▸ DIRECTIONS FOR THIS TASK:
Go through the data underneath and copy every line exactly.

───── PROVIDED DATA

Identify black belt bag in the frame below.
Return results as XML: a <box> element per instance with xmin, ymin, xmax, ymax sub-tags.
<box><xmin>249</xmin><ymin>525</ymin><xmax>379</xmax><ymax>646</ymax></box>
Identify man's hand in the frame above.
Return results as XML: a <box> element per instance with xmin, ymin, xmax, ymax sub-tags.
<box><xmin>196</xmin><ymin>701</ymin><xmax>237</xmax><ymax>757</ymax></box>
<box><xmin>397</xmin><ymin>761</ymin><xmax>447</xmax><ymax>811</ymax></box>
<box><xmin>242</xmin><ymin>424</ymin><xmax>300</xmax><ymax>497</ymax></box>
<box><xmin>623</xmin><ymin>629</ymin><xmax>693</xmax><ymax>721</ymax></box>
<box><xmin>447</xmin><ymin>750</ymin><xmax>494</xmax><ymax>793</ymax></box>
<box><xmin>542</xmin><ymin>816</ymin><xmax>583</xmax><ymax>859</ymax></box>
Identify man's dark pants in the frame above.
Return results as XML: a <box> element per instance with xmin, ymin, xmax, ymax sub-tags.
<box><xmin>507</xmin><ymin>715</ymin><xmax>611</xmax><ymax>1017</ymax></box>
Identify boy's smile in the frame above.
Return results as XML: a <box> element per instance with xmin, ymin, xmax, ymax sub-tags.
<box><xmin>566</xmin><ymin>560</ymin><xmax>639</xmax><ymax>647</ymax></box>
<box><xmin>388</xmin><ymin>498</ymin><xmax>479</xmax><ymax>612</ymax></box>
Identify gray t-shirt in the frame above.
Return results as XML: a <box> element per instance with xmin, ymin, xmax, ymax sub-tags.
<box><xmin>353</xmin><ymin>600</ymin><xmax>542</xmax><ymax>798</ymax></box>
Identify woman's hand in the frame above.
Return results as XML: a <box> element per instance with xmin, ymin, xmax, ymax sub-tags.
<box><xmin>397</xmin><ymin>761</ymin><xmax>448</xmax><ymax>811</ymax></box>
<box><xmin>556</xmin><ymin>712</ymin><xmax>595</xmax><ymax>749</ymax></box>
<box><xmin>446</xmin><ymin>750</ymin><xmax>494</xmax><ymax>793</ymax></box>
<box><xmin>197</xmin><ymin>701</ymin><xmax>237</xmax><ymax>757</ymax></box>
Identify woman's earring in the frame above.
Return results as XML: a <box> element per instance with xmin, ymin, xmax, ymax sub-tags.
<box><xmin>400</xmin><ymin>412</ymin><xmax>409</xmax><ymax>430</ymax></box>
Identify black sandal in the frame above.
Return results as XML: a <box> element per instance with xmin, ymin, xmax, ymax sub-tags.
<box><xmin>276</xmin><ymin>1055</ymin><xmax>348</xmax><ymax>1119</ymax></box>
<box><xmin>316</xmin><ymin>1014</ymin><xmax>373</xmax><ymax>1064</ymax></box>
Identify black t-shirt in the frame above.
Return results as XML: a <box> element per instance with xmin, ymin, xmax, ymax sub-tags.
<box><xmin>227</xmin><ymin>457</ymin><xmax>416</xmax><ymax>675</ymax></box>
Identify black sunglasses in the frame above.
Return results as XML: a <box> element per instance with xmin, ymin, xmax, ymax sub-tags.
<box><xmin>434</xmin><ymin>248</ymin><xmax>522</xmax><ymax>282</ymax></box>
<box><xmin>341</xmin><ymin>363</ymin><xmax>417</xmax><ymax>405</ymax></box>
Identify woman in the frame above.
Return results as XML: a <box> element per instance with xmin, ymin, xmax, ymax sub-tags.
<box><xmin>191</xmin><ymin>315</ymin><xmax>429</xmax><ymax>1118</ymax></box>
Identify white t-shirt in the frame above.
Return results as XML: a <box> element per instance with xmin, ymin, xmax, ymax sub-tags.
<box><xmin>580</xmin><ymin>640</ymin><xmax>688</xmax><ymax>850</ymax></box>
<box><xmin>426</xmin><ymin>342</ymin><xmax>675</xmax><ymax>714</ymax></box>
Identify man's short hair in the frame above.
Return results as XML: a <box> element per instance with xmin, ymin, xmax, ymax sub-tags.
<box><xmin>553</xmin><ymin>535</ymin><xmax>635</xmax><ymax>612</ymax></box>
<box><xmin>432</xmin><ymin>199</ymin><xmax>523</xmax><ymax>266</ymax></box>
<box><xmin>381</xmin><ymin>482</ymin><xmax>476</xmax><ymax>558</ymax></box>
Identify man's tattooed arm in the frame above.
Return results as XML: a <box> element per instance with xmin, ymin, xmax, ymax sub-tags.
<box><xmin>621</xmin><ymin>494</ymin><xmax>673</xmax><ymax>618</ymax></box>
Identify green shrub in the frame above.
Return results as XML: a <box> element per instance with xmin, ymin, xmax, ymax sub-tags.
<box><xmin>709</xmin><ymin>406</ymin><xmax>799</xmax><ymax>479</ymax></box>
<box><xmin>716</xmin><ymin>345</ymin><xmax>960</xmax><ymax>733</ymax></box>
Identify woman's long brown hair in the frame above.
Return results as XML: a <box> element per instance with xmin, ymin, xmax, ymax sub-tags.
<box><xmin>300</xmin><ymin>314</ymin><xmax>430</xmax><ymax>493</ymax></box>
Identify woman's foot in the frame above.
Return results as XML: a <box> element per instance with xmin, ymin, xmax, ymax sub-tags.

──────────

▸ YOUR RESPONSE:
Identify black belt bag in the frame below.
Return results as XML: a <box> element per instance with xmin, ymin, xmax, ymax sub-tags.
<box><xmin>249</xmin><ymin>525</ymin><xmax>379</xmax><ymax>646</ymax></box>
Identify man's hand in the frame above.
Return results as XML: a <box> element per instance with xmin, ymin, xmax, ymax sub-tags.
<box><xmin>196</xmin><ymin>701</ymin><xmax>237</xmax><ymax>757</ymax></box>
<box><xmin>397</xmin><ymin>761</ymin><xmax>447</xmax><ymax>811</ymax></box>
<box><xmin>242</xmin><ymin>424</ymin><xmax>300</xmax><ymax>497</ymax></box>
<box><xmin>623</xmin><ymin>629</ymin><xmax>693</xmax><ymax>721</ymax></box>
<box><xmin>447</xmin><ymin>750</ymin><xmax>494</xmax><ymax>793</ymax></box>
<box><xmin>542</xmin><ymin>816</ymin><xmax>583</xmax><ymax>859</ymax></box>
Identify man's dark pants in the frame above.
Return results as XML: a <box> element per instance with xmin, ymin, xmax, ymax sub-tags.
<box><xmin>507</xmin><ymin>715</ymin><xmax>611</xmax><ymax>1017</ymax></box>
Identify boy's smile in the frame above.
Return results as XML: a <box> element per instance with xmin, ymin, xmax, ymax sub-tags.
<box><xmin>566</xmin><ymin>560</ymin><xmax>639</xmax><ymax>647</ymax></box>
<box><xmin>388</xmin><ymin>498</ymin><xmax>479</xmax><ymax>612</ymax></box>
Identify gray t-shirt in the frame above.
Return results as XML: a <box> element per instance with xmin, ymin, xmax, ymax sub-tags.
<box><xmin>353</xmin><ymin>600</ymin><xmax>542</xmax><ymax>798</ymax></box>
Identify woman's hand in the frame above.
Return results as XML: a <box> element per instance with xmin, ymin, xmax, ymax sub-tags.
<box><xmin>397</xmin><ymin>761</ymin><xmax>448</xmax><ymax>811</ymax></box>
<box><xmin>556</xmin><ymin>712</ymin><xmax>595</xmax><ymax>749</ymax></box>
<box><xmin>446</xmin><ymin>750</ymin><xmax>494</xmax><ymax>793</ymax></box>
<box><xmin>197</xmin><ymin>701</ymin><xmax>237</xmax><ymax>757</ymax></box>
Identify woman's earring in the frame above.
Return results as XML: a <box> element per instance with xmin, ymin, xmax, ymax sub-tags.
<box><xmin>400</xmin><ymin>412</ymin><xmax>409</xmax><ymax>430</ymax></box>
Identify black sandal in the frame above.
Return results as XML: a <box> element per instance with xmin, ymin, xmax, ymax sub-tags.
<box><xmin>276</xmin><ymin>1055</ymin><xmax>348</xmax><ymax>1119</ymax></box>
<box><xmin>316</xmin><ymin>1014</ymin><xmax>373</xmax><ymax>1064</ymax></box>
Identify black t-shirt in the frame above.
Return results as XML: a <box> element per instance with xmin, ymin, xmax, ymax sub-tags.
<box><xmin>227</xmin><ymin>457</ymin><xmax>416</xmax><ymax>675</ymax></box>
Identify black sunglasses in the frame above.
Return results as XML: a <box> element per instance with xmin, ymin, xmax, ymax sub-tags.
<box><xmin>434</xmin><ymin>248</ymin><xmax>522</xmax><ymax>282</ymax></box>
<box><xmin>341</xmin><ymin>363</ymin><xmax>417</xmax><ymax>405</ymax></box>
Identify woman in the frame above.
Return results as XML: a <box> element per instance with xmin, ymin, xmax, ymax sub-tags.
<box><xmin>191</xmin><ymin>315</ymin><xmax>429</xmax><ymax>1118</ymax></box>
Identify white t-shirt in the frame above.
Return results as XML: a <box> element per instance with xmin, ymin, xmax, ymax sub-tags.
<box><xmin>580</xmin><ymin>640</ymin><xmax>688</xmax><ymax>850</ymax></box>
<box><xmin>426</xmin><ymin>342</ymin><xmax>675</xmax><ymax>714</ymax></box>
Identify man's short hair in the frame above.
Return results as XML: a <box> element per instance with xmin, ymin, xmax, ymax sub-tags.
<box><xmin>553</xmin><ymin>535</ymin><xmax>635</xmax><ymax>612</ymax></box>
<box><xmin>432</xmin><ymin>199</ymin><xmax>523</xmax><ymax>266</ymax></box>
<box><xmin>381</xmin><ymin>482</ymin><xmax>476</xmax><ymax>558</ymax></box>
Identify man's tattooed arm in the frame above.
Return results as XML: a <box> element per instance with xmin, ymin, xmax, ymax sub-tags.
<box><xmin>621</xmin><ymin>494</ymin><xmax>673</xmax><ymax>618</ymax></box>
Identify green shrub in the frame above.
Return results as XML: a <box> element per instance with xmin, ymin, xmax, ymax sub-tags.
<box><xmin>709</xmin><ymin>406</ymin><xmax>799</xmax><ymax>479</ymax></box>
<box><xmin>716</xmin><ymin>345</ymin><xmax>960</xmax><ymax>733</ymax></box>
Identify woman's long brown hair in the frame above.
Return results as XML: a <box> element per instance with xmin, ymin, xmax, ymax sub-tags.
<box><xmin>300</xmin><ymin>314</ymin><xmax>430</xmax><ymax>493</ymax></box>
Identify woman's foot in the frame above.
Return results as XML: a <box> element per instance with xmin, ymin, xmax, ymax sub-tags.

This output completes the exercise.